EXTRACTED MATERIAL:
★ ★ ★ ★ ★ ★ ★
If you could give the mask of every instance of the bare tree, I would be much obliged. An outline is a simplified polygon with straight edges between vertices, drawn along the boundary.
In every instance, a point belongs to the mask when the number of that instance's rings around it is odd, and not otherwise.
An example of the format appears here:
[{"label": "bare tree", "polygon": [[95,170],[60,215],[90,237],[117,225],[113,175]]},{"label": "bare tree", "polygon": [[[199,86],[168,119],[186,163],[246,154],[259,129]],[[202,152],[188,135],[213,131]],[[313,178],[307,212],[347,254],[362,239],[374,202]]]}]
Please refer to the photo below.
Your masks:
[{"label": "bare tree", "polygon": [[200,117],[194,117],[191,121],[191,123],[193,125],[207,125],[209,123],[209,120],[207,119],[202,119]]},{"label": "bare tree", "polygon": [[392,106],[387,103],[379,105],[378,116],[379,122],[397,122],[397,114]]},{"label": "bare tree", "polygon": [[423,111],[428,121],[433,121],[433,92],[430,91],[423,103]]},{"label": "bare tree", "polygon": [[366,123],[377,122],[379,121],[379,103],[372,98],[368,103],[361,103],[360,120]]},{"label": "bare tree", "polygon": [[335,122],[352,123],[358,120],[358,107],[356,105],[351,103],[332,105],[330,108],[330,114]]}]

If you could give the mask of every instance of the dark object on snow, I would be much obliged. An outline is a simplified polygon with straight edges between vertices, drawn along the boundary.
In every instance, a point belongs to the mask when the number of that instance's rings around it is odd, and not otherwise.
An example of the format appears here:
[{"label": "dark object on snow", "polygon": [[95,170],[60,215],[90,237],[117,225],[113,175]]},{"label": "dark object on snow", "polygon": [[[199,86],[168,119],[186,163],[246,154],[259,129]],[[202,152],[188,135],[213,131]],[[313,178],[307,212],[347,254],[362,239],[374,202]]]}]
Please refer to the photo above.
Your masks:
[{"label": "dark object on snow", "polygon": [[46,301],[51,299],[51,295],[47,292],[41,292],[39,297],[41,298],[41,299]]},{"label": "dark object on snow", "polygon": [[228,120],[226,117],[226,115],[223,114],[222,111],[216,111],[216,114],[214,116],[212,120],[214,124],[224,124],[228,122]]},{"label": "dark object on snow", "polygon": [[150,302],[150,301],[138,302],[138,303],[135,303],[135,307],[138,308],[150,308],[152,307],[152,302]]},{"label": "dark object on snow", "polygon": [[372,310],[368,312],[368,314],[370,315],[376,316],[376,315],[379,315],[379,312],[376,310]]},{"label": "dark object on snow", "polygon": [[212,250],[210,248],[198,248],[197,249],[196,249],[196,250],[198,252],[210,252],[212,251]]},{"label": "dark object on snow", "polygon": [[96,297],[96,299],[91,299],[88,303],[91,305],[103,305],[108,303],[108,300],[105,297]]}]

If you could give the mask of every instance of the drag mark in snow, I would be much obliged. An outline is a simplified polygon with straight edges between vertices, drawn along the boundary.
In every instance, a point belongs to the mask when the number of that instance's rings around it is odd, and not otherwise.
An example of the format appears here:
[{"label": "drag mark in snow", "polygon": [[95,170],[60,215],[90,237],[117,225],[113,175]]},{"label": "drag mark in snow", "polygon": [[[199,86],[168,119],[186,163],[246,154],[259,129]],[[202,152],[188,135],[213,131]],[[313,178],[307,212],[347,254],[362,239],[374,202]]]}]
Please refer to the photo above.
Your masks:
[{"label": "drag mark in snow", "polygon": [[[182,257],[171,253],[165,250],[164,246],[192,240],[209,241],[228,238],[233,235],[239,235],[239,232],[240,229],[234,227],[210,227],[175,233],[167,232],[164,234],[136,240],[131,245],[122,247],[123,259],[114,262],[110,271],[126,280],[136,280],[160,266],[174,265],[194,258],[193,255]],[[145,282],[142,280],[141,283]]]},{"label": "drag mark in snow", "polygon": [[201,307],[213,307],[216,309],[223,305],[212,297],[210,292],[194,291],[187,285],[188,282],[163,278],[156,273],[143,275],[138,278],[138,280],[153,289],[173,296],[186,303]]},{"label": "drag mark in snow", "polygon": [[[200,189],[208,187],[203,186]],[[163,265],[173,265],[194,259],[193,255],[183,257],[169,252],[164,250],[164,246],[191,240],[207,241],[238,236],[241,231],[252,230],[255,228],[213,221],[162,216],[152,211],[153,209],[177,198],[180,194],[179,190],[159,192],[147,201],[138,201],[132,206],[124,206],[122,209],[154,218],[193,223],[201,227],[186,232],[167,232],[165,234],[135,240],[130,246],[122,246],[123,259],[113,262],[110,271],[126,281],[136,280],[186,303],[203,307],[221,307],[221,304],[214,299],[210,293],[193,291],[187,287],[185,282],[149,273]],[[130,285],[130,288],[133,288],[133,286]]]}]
★ ★ ★ ★ ★ ★ ★
WRITTEN TASK: Extract every line of the items that contains the word "mark".

FULL RESPONSE:
If you could give the mask of every instance of the drag mark in snow, I would be much obliged. An outline is a simplified polygon with straight edges between vertices, drawn along the boundary.
[{"label": "drag mark in snow", "polygon": [[95,170],[60,215],[90,237],[117,225],[113,175]]},{"label": "drag mark in snow", "polygon": [[[199,86],[168,119],[186,163],[246,154],[259,129]],[[202,152],[188,135],[213,131]],[[313,178],[307,212],[347,254],[362,239],[374,202]]]}]
[{"label": "drag mark in snow", "polygon": [[[182,257],[171,253],[165,250],[164,246],[192,240],[209,241],[228,238],[233,235],[239,235],[239,232],[240,229],[234,227],[210,227],[175,233],[167,232],[164,234],[136,240],[131,245],[122,247],[123,259],[114,262],[110,271],[126,280],[136,280],[160,266],[174,265],[194,258],[193,255]],[[145,282],[142,280],[141,283]]]},{"label": "drag mark in snow", "polygon": [[201,307],[213,307],[216,309],[223,305],[212,297],[210,292],[194,291],[187,285],[188,282],[163,278],[156,273],[143,275],[138,278],[138,280],[153,289],[173,296],[186,303]]},{"label": "drag mark in snow", "polygon": [[[200,189],[208,187],[203,186]],[[163,265],[173,265],[194,259],[193,255],[183,257],[169,252],[164,250],[164,246],[191,240],[207,241],[238,236],[241,231],[252,230],[255,228],[213,221],[162,216],[152,211],[153,209],[177,198],[180,194],[179,190],[159,192],[147,201],[138,201],[132,206],[124,206],[122,209],[154,218],[193,223],[201,227],[186,232],[167,232],[165,234],[135,240],[130,246],[122,246],[123,259],[113,262],[110,271],[126,281],[136,280],[186,303],[203,307],[221,307],[221,304],[214,299],[210,293],[193,291],[187,287],[185,282],[149,273]],[[130,285],[130,288],[133,288],[133,286]]]}]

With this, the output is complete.